# EXERCISE INSTRUCTIONS
Only an exact copy of the entries will serve as the answer.

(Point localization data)
§ §

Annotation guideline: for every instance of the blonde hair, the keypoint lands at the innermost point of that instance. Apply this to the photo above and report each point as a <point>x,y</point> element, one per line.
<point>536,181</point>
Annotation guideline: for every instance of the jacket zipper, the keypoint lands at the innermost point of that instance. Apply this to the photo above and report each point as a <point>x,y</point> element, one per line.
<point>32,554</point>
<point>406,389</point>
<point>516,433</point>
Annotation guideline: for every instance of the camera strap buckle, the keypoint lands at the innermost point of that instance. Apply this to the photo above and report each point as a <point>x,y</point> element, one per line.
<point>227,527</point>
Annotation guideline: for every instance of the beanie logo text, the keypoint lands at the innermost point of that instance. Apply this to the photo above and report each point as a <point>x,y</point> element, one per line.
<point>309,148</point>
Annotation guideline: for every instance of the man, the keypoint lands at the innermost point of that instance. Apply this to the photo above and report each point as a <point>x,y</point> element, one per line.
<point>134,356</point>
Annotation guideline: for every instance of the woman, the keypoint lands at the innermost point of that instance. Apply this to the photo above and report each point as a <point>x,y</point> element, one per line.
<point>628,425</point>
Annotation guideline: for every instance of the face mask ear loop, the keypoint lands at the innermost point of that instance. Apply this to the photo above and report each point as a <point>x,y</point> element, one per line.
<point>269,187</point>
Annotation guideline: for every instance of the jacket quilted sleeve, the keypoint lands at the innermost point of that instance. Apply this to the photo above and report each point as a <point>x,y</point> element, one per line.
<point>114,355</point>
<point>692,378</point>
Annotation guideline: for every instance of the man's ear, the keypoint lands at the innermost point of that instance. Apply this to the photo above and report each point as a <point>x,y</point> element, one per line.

§ §

# ANSWER SECTION
Annotation guideline: for every instance of the blonde hair, the keypoint lands at the innermost point of that instance. Apply this to the photo above and report each point as a <point>x,y</point> element, one per line.
<point>536,181</point>
Annotation guideline: for every instance of the jacket zipper, the keypoint lands at the innermost point of that instance. Apply this to the photo above and report each point as a <point>x,y</point> element, one per line.
<point>32,554</point>
<point>406,389</point>
<point>516,433</point>
Annotation guideline: for every instance of the camera strap buckle, the keypoint lands at the innermost point of that instance. Apply this to the photo above and report each point as a <point>x,y</point> element, one per line.
<point>227,527</point>
Annotation guideline: for every instance of the beanie logo text, the keypoint lands at the innermost point of that instance. Apply this to the photo above and report each point as a <point>x,y</point> element, one per line.
<point>309,148</point>
Annotation guideline: for every instance of the man, the keypoint lands at the innermost point of that instance. Apply this to the photo above and report each point as a <point>x,y</point> element, one per line.
<point>134,356</point>
Annotation guideline: for every instance of the woman, the keypoint lands at the innermost point of that instance. Apply this to the photo above and report each point as a <point>x,y</point> element, one per line.
<point>628,425</point>
Annotation guideline: for every instance of the face mask ear loop, the keypoint lands at the innermost point of that instance. Apply this to the photo above and report each point as a <point>x,y</point> element, one per line.
<point>269,187</point>
Annotation guideline: for every instance of the jacket quilted sleeve, the keypoint lands at the innermost point of that instance. Apply this to the photo above and report each point as a <point>x,y</point> element, one per line.
<point>114,355</point>
<point>692,378</point>
Annotation guideline: for every instance of the man's ear, the keypoint lands at the innermost point of that instance. Apply this to the photo above and report each point as a <point>x,y</point> element, one per line.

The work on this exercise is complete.